— Task to complete —
Answer these questions using the proof below about the singularity of g at the origin:
(a) How is g defined in terms of f?
(b) Which theorem shows that f, being entire and bounded, must be constant?
(c) What reason does the proof give for f({|z|<r}) being open?

— Quoted passage —
No one answered this week's problem. You can find the solution below.
[sp]Proof: Let $g:\mathbb{C}^{\ast}\rightarrow\mathbb{C}$, $g(z)=f(1/z)$. Clearly, $g$ is holomorphic everywhere except the origin. We now determine what type of singularity occurs for $g$ at the origin. If $z=0$ is a removable singularity for $g$, then $g$ is bounded on a closed disk centered at $z=0$, which implies that $f$ is bounded outside this closed circle containing $z=0$. But $f$ is bounded on the closed circle, since $f$ is continuous; therefore $f$ is bounded. Therefore, since $f$ is entire and bounded, $f$ is constant by Liouville's Theorem, which contradicts the injectivity of $f$. Thus, $z=0$ is not a removable singularity for $g$.
Now suppose that $0$ is an essential singularity of $g$. Then, by the Cassorati-Weierstrass Theorem, if we chose a punctured disk at the origin $D\backslash\{0\}$, then $g(D\backslash\{0\})$ is dense in $\mathbb{C}$. This implies $f(\{|z|>r\})$ is dense in $\mathbb{C}$. But $f(\{|z|<r\})$ is open because any holomorphic mapping is open. Then $f(\{|z|>r\})\cap f(\{|z|<r\})\neq\emptyset$, which also contradicts the injectivity of $f$.

(Records excerpted from a collection)

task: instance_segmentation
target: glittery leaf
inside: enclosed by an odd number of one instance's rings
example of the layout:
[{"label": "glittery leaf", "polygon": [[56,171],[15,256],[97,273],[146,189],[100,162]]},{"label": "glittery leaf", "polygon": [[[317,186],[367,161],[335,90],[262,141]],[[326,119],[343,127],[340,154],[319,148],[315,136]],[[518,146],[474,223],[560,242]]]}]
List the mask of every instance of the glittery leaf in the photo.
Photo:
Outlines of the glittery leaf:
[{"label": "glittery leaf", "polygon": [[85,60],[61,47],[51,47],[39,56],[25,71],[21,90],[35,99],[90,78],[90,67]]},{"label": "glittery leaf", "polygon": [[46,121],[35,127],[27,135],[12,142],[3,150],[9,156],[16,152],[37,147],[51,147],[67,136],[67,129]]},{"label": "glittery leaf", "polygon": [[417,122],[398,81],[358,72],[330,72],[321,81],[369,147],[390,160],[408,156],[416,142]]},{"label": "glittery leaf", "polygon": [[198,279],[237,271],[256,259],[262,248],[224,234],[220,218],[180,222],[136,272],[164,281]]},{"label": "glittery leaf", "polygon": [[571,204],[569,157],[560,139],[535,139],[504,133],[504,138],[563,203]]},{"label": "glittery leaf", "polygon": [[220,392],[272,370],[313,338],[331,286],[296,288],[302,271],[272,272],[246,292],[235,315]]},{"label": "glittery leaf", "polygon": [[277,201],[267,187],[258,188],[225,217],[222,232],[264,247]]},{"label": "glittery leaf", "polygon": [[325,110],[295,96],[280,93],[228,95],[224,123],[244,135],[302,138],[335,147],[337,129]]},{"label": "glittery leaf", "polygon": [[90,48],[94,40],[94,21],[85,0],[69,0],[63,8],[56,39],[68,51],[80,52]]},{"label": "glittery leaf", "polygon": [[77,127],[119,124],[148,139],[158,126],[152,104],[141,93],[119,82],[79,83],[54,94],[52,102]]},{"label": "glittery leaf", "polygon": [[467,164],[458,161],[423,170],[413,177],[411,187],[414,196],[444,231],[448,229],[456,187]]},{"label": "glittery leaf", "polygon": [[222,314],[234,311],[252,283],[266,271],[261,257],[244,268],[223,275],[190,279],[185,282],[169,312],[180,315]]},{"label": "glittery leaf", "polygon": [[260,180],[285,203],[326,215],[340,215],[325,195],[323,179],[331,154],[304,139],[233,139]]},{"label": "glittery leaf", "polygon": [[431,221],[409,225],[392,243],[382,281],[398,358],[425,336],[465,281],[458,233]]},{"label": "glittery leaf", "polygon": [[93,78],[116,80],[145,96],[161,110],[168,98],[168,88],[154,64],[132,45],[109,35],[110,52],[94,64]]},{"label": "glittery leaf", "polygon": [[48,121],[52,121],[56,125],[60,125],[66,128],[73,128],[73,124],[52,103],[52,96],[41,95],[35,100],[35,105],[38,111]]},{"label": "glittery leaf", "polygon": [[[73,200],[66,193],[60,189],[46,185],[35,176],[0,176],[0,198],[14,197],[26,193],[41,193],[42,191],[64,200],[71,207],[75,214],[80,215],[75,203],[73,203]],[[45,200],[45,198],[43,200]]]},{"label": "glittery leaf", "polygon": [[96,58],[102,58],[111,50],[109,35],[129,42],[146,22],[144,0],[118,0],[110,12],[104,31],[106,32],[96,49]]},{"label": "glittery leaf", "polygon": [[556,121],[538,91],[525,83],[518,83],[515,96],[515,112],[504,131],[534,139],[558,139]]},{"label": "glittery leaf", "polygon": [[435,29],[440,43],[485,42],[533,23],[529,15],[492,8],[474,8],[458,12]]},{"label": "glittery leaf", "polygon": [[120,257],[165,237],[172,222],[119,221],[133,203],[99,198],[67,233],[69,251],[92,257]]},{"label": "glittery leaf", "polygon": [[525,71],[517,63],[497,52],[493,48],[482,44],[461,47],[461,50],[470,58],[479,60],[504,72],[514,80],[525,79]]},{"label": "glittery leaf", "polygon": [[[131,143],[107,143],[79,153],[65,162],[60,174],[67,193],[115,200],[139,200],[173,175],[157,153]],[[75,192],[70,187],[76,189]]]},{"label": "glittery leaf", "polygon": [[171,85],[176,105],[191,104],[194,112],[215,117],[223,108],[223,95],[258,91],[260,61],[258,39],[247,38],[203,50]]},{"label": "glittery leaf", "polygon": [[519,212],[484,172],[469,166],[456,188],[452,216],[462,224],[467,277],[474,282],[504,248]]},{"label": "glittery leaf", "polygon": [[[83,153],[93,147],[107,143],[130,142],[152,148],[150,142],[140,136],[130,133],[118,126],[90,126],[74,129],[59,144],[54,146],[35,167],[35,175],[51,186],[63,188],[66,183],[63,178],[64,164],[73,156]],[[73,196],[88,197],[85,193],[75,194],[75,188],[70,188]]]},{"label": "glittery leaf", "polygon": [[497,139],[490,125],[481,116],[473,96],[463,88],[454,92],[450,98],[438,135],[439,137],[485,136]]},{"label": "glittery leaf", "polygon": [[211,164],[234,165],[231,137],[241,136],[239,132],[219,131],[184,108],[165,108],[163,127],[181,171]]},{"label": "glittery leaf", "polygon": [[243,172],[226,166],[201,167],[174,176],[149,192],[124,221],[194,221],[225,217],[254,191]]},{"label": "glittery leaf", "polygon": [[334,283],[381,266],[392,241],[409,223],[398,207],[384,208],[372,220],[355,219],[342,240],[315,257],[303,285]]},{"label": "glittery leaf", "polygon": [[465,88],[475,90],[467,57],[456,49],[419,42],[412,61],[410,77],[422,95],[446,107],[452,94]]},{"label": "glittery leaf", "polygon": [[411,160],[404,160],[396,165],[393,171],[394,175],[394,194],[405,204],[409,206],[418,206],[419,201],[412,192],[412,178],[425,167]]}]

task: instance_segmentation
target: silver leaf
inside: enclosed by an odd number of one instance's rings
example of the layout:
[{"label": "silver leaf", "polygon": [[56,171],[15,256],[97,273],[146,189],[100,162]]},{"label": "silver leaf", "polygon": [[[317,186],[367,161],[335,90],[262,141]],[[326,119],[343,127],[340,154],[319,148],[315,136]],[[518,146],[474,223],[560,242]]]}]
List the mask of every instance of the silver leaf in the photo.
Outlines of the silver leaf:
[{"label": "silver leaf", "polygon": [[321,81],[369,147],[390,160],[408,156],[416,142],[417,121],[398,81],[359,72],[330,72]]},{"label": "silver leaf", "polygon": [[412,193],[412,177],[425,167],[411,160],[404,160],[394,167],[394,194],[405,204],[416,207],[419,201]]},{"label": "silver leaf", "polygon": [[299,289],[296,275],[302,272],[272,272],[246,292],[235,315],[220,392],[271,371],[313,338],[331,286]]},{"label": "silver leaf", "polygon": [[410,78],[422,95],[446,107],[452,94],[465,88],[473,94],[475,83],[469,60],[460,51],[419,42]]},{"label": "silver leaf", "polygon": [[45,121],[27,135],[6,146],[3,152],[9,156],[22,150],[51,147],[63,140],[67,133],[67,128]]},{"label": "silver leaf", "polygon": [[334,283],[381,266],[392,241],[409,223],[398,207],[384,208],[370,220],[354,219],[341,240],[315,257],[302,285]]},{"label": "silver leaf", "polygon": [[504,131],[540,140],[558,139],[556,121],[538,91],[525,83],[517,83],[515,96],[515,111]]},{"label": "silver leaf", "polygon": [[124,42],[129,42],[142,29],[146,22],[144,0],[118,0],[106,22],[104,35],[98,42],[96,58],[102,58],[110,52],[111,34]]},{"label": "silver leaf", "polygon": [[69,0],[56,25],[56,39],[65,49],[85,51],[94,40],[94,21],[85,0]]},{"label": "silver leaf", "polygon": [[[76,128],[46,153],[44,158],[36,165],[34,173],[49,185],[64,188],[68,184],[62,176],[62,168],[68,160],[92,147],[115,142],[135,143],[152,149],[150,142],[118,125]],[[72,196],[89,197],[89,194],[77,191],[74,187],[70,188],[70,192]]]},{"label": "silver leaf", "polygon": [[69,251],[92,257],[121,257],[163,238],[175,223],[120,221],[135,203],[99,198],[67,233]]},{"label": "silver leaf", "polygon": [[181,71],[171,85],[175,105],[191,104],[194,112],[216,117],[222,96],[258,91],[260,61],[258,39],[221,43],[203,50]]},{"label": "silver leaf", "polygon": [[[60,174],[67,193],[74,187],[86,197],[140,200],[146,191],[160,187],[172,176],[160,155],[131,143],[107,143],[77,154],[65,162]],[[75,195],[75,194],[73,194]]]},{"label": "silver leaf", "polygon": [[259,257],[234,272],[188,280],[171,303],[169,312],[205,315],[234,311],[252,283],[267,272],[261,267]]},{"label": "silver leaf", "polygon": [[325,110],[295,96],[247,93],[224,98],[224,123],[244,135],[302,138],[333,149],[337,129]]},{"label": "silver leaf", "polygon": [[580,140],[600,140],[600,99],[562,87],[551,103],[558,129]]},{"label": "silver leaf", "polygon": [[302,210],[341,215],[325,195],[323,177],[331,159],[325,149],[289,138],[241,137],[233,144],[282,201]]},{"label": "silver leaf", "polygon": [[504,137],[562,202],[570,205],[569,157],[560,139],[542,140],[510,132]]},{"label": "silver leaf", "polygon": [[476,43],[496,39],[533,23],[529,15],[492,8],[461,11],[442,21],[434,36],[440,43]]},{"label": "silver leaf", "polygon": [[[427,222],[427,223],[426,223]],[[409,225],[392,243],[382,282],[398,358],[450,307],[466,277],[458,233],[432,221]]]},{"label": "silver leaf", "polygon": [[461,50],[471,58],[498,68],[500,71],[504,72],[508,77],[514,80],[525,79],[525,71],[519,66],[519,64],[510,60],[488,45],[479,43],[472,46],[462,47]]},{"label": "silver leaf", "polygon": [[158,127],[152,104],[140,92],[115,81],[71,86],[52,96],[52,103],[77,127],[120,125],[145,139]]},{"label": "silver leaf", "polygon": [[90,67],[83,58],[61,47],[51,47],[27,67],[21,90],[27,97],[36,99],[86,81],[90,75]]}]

— The completed task —
(a) g(z) = f(1/z), defined on the nonzero complex numbers.
(b) Liouville's Theorem.
(c) Any holomorphic mapping is open.